Data items:
......

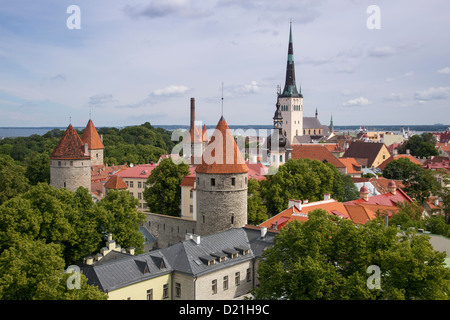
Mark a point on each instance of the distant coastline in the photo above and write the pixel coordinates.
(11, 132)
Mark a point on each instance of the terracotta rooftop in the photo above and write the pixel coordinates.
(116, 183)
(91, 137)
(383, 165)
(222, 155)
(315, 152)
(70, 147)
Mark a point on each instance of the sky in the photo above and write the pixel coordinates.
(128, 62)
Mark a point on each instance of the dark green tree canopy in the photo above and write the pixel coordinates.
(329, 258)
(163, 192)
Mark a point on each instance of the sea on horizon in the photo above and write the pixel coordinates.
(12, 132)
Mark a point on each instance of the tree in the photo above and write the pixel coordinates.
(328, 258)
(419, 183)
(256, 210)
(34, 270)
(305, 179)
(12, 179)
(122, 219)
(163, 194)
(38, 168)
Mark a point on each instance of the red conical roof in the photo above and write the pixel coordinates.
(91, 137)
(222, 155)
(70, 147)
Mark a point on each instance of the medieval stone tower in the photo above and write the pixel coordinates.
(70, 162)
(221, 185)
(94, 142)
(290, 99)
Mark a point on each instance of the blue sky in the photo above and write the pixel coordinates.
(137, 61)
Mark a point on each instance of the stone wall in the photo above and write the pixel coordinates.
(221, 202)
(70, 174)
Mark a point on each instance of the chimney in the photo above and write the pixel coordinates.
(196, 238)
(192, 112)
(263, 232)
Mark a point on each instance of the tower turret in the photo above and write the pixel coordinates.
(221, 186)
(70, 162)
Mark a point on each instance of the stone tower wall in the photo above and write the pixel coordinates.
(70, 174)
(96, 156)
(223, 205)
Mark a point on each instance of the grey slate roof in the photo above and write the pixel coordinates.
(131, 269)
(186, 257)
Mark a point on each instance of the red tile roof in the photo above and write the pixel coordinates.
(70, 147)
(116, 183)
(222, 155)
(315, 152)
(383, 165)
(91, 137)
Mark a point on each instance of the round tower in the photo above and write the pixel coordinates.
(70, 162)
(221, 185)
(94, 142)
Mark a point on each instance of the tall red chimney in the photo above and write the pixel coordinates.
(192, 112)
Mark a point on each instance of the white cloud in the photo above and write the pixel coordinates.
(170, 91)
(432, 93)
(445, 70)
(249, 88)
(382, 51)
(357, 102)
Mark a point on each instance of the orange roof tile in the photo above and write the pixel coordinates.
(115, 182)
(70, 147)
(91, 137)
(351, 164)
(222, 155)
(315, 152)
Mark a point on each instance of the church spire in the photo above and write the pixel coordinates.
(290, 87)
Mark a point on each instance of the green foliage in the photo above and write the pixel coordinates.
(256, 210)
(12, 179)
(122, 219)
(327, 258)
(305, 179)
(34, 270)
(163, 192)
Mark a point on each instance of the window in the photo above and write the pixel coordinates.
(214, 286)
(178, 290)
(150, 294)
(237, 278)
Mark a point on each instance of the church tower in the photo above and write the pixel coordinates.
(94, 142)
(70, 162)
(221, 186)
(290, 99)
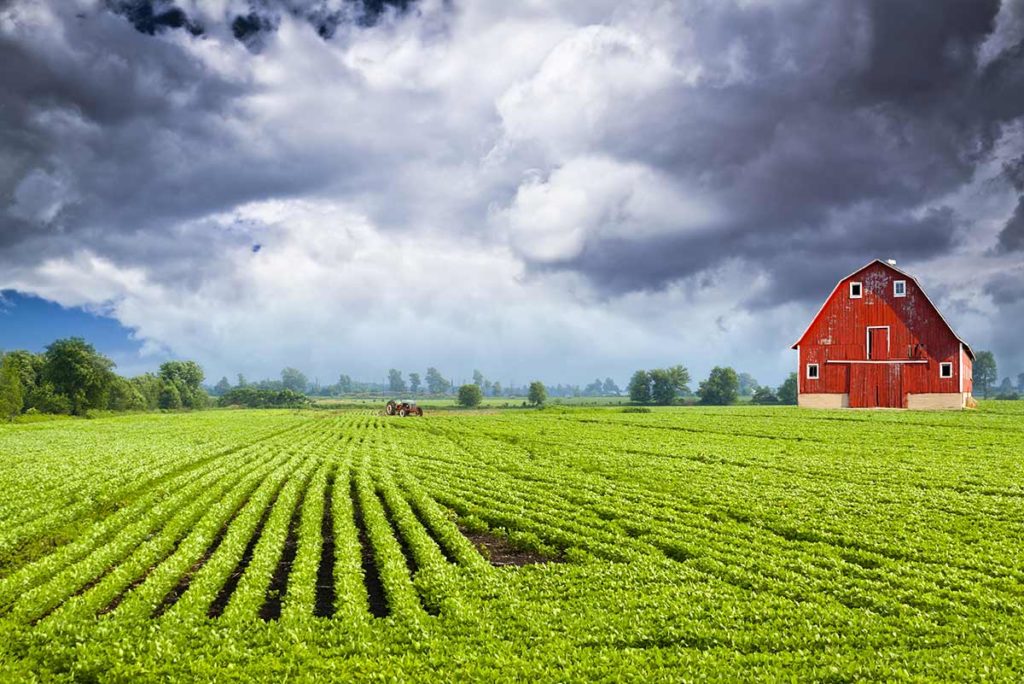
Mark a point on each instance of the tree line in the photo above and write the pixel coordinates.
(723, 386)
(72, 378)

......

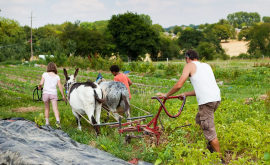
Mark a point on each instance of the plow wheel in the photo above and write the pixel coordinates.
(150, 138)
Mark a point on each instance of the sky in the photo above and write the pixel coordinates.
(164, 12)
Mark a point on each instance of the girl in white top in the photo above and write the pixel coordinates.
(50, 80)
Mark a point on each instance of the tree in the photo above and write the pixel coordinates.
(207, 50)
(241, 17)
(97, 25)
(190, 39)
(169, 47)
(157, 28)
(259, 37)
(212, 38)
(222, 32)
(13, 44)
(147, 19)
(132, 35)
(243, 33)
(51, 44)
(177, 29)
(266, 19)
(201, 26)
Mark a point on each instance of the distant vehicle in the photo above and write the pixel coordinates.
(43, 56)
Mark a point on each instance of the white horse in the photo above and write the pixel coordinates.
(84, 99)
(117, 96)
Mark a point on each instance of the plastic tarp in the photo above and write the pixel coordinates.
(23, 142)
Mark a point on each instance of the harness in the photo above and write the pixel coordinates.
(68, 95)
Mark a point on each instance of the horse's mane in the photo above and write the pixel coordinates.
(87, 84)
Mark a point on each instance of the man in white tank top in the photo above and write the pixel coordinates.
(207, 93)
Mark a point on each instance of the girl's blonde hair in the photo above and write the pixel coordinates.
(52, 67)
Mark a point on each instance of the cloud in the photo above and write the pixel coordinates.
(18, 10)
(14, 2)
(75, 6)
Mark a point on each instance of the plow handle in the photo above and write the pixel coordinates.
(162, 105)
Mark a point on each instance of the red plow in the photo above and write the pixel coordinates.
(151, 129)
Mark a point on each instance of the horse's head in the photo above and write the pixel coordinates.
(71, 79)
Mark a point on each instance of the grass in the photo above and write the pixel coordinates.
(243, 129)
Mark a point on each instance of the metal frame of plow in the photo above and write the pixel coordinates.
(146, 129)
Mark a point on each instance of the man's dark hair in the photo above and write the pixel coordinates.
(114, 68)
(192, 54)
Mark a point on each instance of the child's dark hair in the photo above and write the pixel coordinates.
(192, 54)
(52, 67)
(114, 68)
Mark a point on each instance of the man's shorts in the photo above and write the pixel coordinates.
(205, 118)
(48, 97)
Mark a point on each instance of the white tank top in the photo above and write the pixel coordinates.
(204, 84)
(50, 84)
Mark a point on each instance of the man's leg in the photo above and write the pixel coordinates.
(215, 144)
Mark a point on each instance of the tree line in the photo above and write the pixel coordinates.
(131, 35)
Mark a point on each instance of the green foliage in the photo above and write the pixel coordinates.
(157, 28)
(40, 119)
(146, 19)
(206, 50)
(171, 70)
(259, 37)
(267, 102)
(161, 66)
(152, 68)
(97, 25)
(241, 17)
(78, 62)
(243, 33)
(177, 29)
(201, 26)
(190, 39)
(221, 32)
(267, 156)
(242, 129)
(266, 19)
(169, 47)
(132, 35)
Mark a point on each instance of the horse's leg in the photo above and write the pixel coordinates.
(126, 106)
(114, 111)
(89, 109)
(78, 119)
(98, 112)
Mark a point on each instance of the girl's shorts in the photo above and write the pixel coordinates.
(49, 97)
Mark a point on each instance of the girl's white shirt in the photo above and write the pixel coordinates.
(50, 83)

......

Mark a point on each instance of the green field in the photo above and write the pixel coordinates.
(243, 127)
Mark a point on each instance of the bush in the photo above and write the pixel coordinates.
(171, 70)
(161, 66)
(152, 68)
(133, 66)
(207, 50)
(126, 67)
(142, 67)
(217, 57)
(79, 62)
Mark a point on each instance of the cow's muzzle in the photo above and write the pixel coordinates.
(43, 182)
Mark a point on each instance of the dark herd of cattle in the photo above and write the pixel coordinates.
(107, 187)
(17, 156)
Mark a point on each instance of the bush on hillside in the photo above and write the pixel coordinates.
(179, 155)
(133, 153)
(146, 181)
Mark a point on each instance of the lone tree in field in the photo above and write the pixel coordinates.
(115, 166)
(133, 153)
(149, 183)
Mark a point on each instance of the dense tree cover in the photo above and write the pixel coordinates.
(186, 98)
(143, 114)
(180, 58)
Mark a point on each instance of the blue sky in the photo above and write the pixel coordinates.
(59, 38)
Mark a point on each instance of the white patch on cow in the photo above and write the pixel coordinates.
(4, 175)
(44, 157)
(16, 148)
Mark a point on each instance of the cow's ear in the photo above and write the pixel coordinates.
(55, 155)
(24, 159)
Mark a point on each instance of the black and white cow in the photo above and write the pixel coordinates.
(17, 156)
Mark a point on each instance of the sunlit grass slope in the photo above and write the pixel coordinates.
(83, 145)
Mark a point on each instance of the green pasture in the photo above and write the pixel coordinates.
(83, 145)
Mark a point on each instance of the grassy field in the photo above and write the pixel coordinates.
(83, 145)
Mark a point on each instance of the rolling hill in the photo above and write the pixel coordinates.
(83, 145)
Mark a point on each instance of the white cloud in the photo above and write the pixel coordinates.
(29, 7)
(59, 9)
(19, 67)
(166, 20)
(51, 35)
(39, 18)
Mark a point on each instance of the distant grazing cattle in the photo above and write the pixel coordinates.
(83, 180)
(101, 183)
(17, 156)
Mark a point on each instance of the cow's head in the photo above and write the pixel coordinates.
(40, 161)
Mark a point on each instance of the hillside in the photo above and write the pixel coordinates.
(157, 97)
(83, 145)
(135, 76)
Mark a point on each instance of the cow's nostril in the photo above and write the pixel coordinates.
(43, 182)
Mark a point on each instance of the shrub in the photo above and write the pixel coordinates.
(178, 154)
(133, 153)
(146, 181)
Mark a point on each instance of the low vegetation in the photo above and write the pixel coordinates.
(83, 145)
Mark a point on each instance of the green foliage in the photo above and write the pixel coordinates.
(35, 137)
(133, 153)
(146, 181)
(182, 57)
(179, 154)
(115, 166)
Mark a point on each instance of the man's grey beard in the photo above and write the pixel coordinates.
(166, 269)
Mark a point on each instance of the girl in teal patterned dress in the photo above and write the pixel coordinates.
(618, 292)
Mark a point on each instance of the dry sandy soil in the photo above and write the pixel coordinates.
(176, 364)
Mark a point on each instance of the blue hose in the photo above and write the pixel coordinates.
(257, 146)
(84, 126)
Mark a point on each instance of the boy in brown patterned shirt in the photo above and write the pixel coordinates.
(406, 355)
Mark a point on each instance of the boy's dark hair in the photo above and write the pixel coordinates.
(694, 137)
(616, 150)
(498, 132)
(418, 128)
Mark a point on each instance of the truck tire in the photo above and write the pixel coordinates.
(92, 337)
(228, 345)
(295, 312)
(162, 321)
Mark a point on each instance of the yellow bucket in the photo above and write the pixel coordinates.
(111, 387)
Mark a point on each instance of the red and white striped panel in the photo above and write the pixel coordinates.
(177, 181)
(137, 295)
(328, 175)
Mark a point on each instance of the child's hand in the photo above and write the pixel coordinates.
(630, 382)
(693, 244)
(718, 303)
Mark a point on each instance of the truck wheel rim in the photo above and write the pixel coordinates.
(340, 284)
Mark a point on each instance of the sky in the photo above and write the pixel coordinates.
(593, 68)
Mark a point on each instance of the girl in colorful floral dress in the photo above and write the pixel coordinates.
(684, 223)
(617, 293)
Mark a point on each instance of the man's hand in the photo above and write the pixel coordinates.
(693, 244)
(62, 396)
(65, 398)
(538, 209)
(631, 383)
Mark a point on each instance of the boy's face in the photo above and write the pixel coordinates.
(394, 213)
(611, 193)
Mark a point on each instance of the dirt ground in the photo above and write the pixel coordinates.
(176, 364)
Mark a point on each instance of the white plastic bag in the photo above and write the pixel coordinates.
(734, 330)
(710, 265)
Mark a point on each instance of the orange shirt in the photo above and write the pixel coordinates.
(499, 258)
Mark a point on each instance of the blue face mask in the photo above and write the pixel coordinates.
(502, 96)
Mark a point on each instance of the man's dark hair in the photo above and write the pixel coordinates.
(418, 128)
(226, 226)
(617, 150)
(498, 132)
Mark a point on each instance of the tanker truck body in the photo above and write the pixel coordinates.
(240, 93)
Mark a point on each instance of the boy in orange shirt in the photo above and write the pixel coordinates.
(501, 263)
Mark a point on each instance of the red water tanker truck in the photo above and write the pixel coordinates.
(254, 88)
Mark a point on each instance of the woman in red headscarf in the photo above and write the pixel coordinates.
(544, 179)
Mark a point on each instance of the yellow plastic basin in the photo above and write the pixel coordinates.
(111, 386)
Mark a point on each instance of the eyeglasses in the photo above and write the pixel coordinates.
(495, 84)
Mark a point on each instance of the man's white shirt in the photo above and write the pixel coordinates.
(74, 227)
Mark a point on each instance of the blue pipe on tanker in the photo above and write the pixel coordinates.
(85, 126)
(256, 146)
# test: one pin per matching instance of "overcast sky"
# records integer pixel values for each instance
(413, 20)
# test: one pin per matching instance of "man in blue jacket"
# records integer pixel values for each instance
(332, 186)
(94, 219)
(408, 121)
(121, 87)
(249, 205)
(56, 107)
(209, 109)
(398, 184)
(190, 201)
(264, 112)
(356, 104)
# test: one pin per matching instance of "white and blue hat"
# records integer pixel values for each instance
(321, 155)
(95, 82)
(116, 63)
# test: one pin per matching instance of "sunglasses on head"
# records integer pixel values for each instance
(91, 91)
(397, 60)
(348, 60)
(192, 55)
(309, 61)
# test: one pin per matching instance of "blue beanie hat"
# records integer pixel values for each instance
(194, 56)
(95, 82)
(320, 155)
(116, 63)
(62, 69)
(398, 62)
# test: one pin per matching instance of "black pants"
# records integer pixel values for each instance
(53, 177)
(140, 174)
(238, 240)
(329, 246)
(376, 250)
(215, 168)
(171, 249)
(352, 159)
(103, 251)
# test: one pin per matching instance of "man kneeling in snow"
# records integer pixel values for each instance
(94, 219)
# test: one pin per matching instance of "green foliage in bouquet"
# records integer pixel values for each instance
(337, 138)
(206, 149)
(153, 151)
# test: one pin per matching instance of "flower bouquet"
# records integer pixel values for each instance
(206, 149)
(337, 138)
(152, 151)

......

• Challenge: Pull out every line in the listing above that contains the word "grey". Case counts.

• Task response:
Mark a point on each instance of the grey slate roof in the photo above and write the pixel coordinates.
Mark a point on each instance of the man's grey beard in the photo above and write the pixel coordinates.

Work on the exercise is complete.